[Reading passage start]

At the end of 2018, PM Review magazine (http://www.pmreview.com.cn/english/) journalist interviewed more than 20 top experts across the globe to collect their opinions about future PM trends. Based on the results, we summarized their observations into 17 trends.
Trend 1: Redefinition of Project Success
In VUCA era, projects are characterized by Volatility, Uncertainty, Complexity and Ambiguity. Therefore, it is necessary to redefine the criterion of project success. Doctor Harold Kerzner pointed out that we will not merely rely on scope, time and cost to measure project success and that business value creation will be an essential criterion. Professor Wang Xiaojin said, “Faced with rapidly-changing technology and markets, projects, as the means for organizations to embrace changes, will play an increasingly important role. Therefore, measuring project success should focus on the extent to which projects have achieved expected changes for organizations and on the business value created by the changes. When talking about the definition of projects, PMBOK Guide 6th edition added “driving change” and “creating business value”, which aims to remind us not to forget the original reason of doing projects. It’s unreasonable to do projects only for doing projects. Professor Ou Lixiong emphasized that project success should not merely be measured in delivering the deliverable within agreed framework but in the satisfaction of key stakeholders. Professor Ding Ronggui emphasized that in terms of the criterion of project success we should learn from Eastern philosophy: more synthesis, less decomposition.
Trend 2: From Agile Tools to Agile Mindset
The application of Agile is getting more and more common. It is reported that 75% companies in Netherlands and Belgium adopt agile methods, but many ended up in failure. Relevant surveys show that the most common reason is that corporate philosophy and culture cannot adapt to agile practice. Reinhard Wagner, Chairman of the IPMA Council of Delegates, said, “Agile is an ongoing trend, but the focus should shift from agile methods and tools to agile leadership, mindsets and cultures. Application of agile methods and tools will fail if the embedding organization is not ready for it. Agile projects require the leaders to give more space to maneuver to project teams, to let them self-organize, to enable creativity and innovation. The top-down mentality will disappear over time, otherwise agile project management is a farce.” To embrace this trend, IPMA has initiated Agile Leadership Certification.

[Reading passage end]
[Recorded information start]

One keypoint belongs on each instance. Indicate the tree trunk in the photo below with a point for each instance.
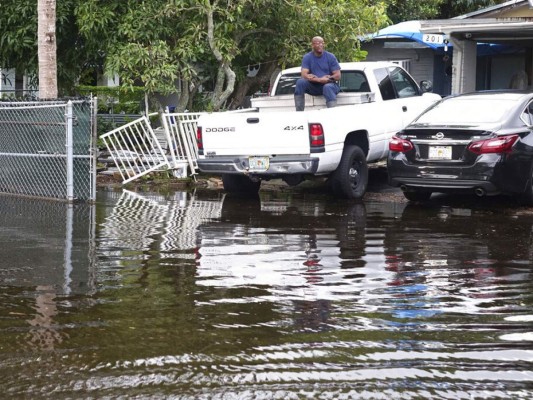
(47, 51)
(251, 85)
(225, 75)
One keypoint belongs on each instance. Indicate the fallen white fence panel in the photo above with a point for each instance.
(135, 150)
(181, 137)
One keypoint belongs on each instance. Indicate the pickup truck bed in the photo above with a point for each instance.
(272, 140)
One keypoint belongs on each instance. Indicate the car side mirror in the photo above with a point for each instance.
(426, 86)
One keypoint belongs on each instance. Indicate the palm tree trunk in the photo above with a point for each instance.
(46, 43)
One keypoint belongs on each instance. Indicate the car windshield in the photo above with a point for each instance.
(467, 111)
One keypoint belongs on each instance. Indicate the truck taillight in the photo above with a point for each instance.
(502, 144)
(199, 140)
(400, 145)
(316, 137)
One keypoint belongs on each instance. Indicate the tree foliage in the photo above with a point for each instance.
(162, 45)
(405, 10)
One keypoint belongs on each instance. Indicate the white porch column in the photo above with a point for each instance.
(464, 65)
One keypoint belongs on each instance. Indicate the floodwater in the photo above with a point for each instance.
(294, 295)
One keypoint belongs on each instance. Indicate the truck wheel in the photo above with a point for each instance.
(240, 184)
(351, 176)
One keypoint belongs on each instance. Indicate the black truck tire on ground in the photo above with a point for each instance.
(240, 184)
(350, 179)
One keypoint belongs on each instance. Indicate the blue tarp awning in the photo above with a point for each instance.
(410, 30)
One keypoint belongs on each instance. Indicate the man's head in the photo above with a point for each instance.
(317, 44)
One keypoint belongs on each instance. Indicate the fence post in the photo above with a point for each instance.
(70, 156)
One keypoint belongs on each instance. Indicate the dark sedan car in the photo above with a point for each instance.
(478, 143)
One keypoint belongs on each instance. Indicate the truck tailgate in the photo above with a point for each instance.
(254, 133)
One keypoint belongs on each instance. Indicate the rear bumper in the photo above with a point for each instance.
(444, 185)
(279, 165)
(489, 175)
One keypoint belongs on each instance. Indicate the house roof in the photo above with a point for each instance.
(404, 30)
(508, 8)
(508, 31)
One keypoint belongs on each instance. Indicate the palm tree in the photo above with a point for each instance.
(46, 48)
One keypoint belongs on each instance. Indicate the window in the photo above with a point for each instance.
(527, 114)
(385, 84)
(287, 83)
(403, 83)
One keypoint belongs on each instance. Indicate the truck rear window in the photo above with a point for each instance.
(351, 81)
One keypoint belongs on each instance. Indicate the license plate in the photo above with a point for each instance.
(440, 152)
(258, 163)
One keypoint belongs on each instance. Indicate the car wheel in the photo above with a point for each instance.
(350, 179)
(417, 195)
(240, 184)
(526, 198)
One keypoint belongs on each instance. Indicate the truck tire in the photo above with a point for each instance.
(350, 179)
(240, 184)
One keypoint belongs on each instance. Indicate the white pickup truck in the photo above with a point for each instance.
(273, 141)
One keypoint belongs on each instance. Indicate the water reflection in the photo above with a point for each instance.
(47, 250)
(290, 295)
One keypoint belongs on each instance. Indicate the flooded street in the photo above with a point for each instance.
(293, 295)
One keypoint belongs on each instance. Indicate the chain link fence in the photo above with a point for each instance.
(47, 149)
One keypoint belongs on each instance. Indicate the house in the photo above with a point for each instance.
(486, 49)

[Recorded information end]
[Recorded information start]

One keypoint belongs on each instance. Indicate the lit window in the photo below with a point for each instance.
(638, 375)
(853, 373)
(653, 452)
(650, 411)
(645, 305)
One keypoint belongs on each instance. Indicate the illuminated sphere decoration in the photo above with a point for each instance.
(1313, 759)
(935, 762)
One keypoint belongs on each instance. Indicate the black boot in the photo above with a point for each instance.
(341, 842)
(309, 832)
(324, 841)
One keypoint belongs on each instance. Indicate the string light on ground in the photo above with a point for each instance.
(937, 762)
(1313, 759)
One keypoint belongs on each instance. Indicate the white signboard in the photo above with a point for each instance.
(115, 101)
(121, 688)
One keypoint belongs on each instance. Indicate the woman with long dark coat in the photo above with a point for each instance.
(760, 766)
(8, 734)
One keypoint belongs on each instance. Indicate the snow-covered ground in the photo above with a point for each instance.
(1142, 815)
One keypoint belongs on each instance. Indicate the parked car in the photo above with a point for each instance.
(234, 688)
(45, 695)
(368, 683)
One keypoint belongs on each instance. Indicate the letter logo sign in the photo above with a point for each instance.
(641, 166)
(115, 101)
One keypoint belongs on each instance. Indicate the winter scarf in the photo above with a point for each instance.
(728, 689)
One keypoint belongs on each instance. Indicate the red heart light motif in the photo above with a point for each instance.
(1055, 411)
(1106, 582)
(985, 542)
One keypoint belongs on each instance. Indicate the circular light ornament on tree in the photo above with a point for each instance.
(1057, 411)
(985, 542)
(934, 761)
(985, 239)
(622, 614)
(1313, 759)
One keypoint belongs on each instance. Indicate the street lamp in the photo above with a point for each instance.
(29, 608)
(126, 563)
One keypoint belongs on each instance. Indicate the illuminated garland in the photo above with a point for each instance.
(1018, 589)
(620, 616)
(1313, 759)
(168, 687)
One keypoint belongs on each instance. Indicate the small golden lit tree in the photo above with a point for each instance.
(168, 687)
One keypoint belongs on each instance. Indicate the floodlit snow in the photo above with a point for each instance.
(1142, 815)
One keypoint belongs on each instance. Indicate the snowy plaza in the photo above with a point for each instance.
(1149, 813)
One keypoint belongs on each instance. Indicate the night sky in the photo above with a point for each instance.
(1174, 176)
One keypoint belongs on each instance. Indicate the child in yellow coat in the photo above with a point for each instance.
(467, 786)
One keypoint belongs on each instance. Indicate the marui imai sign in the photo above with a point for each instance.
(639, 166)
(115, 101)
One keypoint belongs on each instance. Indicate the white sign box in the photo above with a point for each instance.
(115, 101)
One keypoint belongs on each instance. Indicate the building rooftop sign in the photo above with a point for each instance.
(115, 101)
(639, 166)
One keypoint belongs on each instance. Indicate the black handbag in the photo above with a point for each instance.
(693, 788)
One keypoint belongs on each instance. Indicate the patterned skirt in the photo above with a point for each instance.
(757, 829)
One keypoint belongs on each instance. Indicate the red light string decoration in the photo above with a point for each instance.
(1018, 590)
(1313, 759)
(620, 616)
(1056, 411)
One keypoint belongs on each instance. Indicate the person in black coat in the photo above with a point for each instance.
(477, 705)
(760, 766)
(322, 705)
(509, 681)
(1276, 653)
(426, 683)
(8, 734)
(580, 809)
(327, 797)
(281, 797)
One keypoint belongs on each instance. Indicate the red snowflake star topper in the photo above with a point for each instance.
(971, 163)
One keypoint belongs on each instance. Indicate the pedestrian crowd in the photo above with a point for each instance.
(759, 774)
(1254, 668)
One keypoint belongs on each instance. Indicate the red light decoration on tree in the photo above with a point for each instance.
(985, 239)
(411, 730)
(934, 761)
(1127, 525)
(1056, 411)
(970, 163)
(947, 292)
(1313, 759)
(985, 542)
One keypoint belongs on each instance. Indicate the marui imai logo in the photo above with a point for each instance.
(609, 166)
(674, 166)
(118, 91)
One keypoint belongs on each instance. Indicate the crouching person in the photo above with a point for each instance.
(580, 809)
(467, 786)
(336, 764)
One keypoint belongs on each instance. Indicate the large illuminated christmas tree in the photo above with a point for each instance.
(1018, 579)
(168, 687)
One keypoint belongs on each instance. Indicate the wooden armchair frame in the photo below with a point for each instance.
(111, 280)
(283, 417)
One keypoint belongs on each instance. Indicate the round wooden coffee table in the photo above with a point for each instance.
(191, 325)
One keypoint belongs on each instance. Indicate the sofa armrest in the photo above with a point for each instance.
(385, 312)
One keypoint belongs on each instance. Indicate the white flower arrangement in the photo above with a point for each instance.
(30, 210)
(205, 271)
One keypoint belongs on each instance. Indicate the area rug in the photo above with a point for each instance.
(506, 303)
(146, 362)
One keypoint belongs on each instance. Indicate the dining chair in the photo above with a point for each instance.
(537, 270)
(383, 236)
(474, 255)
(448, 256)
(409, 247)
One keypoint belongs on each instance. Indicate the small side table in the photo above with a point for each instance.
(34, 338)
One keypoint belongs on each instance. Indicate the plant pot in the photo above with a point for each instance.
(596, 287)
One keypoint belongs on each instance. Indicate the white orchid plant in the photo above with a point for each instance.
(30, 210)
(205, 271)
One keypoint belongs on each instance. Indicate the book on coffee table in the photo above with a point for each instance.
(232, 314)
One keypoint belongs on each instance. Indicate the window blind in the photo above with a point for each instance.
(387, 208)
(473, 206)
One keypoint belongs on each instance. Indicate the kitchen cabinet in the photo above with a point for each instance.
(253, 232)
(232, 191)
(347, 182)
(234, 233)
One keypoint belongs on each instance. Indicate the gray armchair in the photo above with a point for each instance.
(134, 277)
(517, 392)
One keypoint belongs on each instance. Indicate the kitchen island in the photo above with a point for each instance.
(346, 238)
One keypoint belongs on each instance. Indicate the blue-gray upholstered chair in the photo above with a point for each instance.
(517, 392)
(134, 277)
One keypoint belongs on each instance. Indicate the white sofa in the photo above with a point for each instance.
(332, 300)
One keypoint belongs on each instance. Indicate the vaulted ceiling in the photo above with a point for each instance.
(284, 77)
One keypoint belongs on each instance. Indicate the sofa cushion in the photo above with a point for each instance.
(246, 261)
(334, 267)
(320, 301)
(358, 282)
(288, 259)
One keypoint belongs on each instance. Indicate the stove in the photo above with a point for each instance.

[Recorded information end]
[Recorded information start]

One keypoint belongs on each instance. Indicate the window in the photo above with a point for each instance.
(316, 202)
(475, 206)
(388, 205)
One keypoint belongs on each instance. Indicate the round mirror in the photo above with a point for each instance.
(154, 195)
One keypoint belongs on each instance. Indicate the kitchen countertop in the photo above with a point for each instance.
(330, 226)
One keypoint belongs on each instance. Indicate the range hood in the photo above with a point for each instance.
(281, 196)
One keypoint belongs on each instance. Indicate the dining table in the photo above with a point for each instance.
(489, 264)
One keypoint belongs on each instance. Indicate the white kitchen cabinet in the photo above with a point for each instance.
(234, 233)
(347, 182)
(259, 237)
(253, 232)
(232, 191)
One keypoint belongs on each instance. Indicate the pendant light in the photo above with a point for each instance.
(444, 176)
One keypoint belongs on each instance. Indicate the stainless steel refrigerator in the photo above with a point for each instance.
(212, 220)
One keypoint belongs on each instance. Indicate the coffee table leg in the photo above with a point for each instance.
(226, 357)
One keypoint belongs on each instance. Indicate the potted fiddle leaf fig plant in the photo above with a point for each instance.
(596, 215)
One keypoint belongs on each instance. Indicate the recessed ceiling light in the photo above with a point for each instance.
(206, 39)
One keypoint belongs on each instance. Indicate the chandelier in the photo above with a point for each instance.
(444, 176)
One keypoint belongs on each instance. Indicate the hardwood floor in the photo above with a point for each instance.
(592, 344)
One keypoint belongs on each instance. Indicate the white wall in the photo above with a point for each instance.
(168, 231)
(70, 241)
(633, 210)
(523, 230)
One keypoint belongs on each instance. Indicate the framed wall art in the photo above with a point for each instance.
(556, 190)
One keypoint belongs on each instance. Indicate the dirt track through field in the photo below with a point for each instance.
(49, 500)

[Recorded information end]

* Tasks for this exercise
A - According to the article on project management trends, what has IPMA initiated to embrace the shift toward agile leadership and mindsets?
B - Pick out each line of the listing that contains the word "armchair".
The listing is unrelated to the article on project management trends.

* Answers to the tasks
A - Agile Leadership Certification.

B -
One keypoint belongs on each instance. Indicate the wooden armchair frame in the photo below with a point for each instance.
One keypoint belongs on each instance. Indicate the gray armchair in the photo above with a point for each instance.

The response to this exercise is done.